What you write must be the listing below in full, word for word, minus its pictures.

[GIVEN RECORDS Boundary: Start]

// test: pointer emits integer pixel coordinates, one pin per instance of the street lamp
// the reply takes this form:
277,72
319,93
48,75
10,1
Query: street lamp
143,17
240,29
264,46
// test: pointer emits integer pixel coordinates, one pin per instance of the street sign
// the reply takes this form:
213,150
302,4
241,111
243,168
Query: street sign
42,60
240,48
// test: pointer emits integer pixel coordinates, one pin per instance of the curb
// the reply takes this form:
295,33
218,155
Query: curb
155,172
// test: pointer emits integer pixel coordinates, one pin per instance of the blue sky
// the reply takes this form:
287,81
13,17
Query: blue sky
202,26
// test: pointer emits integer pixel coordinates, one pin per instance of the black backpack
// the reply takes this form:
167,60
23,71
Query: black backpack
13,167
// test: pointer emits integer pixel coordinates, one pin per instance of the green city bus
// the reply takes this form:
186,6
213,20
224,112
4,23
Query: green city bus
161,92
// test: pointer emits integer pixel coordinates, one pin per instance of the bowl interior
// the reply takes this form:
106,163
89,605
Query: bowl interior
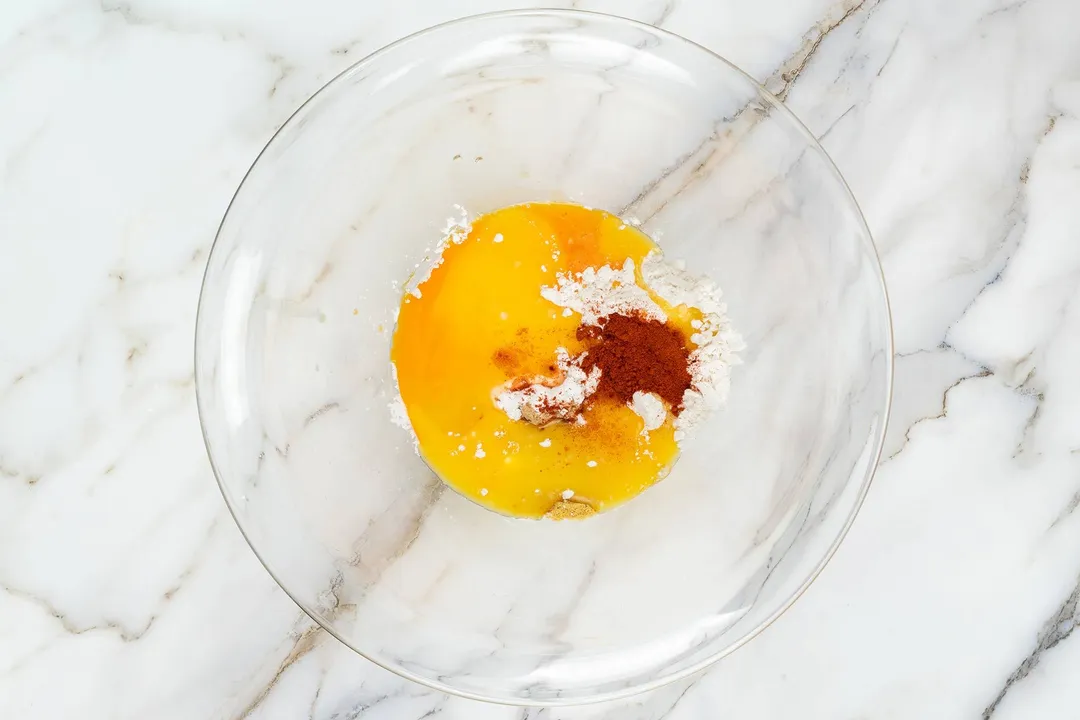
298,309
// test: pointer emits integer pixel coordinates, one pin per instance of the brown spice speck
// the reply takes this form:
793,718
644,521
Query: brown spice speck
569,510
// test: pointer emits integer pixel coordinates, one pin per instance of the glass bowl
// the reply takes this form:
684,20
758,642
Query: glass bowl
294,379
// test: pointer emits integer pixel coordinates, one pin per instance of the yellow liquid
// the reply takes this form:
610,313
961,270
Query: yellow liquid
481,322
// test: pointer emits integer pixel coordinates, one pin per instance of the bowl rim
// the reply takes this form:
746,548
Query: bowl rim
867,240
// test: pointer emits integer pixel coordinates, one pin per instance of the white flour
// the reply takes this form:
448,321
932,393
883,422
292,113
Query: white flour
650,408
456,231
597,293
716,341
540,404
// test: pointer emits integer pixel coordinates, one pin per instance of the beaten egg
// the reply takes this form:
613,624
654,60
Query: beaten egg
477,323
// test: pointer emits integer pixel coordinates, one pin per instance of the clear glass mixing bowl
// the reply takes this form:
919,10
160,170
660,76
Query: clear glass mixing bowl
294,379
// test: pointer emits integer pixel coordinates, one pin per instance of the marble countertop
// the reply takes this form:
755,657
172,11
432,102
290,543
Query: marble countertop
125,588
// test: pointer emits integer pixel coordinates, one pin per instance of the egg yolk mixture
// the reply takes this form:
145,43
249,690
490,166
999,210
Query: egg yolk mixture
478,327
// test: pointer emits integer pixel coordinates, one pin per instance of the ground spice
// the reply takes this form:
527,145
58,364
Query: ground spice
569,510
637,354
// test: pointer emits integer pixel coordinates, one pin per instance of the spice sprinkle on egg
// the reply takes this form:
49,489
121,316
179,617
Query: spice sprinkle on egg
550,361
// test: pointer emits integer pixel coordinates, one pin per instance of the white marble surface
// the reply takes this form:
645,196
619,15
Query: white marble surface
125,589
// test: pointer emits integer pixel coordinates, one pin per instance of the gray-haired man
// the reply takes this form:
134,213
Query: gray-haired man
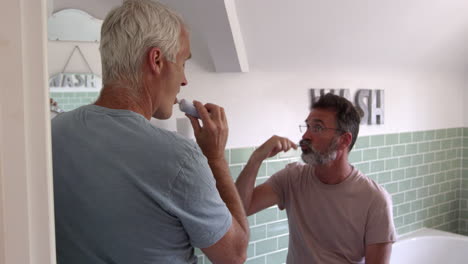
126,191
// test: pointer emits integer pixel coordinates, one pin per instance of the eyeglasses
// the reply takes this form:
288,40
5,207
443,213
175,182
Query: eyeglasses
317,129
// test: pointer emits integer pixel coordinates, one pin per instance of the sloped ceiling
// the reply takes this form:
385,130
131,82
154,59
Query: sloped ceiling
287,35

[GIVEN RECORDS Boundary: End]

WRITTEN SOLUTION.
// test: pointer emits integer pixel coordinates, one pin per instance of the street lamp
// the reply takes this form:
277,72
319,93
48,75
10,1
Query: street lamp
143,17
240,29
264,46
// test: pointer emits integer pixel coordinates, one pin per instance of the street sign
// the reply takes this form:
213,150
302,4
241,111
243,168
Query: street sign
42,60
240,48
// test: pointer emits integer pixel coordinates, one pin per instance of the curb
// the reply takes this form:
295,33
218,155
Query: curb
155,172
// test: pointer emits integer pixel coordinates, one pin per instance of the blue sky
// the reply takes this form:
287,81
13,17
Query: blue sky
202,26
// test: pointer emits integer pixel coordinates, one pin per instance of the black backpack
// the reply takes this form:
167,60
23,71
Query: black backpack
13,167
// test: pointer emits integer pixel coordinates, one pin per instance of the green city bus
// the reply takes this form:
186,6
213,20
224,112
4,23
Query: green city bus
161,92
// test: pointer emits integer pixel coordinates, one pin per instance of the bowl interior
// the reply takes this form:
106,163
89,605
Query: bowl interior
298,309
// test: pointer emits integer pixel coordinates, one pin per instance of the brown spice speck
// the reply takes this form:
793,718
644,521
Query: brown spice speck
569,510
// test: pointer emits integer pixel coordinates, one pin per instance of the glass bowl
// the reply takes this form:
684,20
758,642
Query: glass bowl
294,379
// test: pointer emits integer pixel coordinates, one pin per instance of the yellow liquid
// the reply takes this form:
610,313
961,270
Query: yellow liquid
481,322
// test: pointer emits integer pixel coordinates, one pin per instance of the bowl rim
// the reply takes this form:
746,548
Query: bowl rim
867,240
// test: pointer emits integer pixel coordinates, one pin per instance of the white flour
// the reply takes this form:
448,321
932,393
883,422
292,113
Query: white flour
650,408
456,231
597,293
716,341
540,404
// test: pointer emits integer pixel coordinates, one pin per instance of the beaten egg
// the reply takes this form:
613,624
654,60
Query: beaten egg
477,323
// test: pointer emits integer pixel coordinates, one pin per instance of the clear glass mixing bowl
// the reply takes this form:
919,10
160,170
660,76
Query: clear glass mixing bowl
294,379
// test: pointer emits integer pixel coordinates, one pin per instance of the marble countertop
// the reply takes this form:
755,657
172,11
432,102
290,543
Query: marble countertop
125,588
// test: pointer emits integer pixel coordinates, one pin per instance of the egg yolk mixture
// the reply takes this form:
145,43
249,690
490,166
999,210
Query: egg yolk mixture
478,327
// test: pointer emits integer pixel coordinates, one pin per instance of the ground spice
// the reply takes this form:
527,145
58,364
Query: ground spice
569,510
637,354
// test: pointer emits integer pixel coordinates, one pin per instance of the spice sprinkle on egg
// the reply takes this form:
49,489
121,316
179,617
Query: spice sprinkle on egg
550,361
// test: pointer emits integer pixel coordinates, one pin per instance of the white marble surface
// the reply takes this form:
645,196
619,15
Query: white marble surface
125,589
// test: pointer emits integer pixel coordinates, one pin per instance of the gray-haired man
// the reply takes this form:
134,213
Query: gray-haired man
126,191
// test: pointer emits integer pixel coordinates, one pin per instance of the eyeglasses
// the reply takes this form:
288,40
5,207
443,213
175,182
Query: eyeglasses
317,129
// test: pointer emits integer pixel coordinates, one pin per instance of the sloped ceiling
// the reply takes this form:
385,130
131,82
154,59
Query: sloped ceiling
287,35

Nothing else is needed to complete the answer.